[Start of section]
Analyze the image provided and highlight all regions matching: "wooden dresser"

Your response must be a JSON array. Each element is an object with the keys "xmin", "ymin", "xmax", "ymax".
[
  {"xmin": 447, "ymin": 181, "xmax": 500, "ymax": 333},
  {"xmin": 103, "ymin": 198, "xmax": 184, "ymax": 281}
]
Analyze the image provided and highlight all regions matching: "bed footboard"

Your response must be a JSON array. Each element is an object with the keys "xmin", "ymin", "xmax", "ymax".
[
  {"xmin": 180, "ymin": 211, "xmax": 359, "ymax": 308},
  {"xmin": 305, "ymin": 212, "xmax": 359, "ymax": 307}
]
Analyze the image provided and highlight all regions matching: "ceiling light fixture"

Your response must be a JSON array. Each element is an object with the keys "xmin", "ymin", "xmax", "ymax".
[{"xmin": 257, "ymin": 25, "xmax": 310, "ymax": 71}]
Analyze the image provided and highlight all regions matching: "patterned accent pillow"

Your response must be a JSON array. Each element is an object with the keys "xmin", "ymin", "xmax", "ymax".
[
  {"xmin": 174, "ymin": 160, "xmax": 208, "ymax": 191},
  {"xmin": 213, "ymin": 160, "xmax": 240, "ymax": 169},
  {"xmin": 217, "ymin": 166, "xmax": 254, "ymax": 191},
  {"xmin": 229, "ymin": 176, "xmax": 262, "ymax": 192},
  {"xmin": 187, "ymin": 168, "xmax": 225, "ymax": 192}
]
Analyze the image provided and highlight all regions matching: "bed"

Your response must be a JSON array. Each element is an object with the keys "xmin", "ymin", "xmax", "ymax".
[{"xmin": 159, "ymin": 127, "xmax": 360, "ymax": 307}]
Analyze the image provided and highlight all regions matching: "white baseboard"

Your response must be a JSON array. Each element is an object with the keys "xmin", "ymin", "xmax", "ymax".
[End of section]
WORK TASK:
Every line of the listing that holds the string "provided" counts once. Give the total alone.

ANSWER SPACE:
6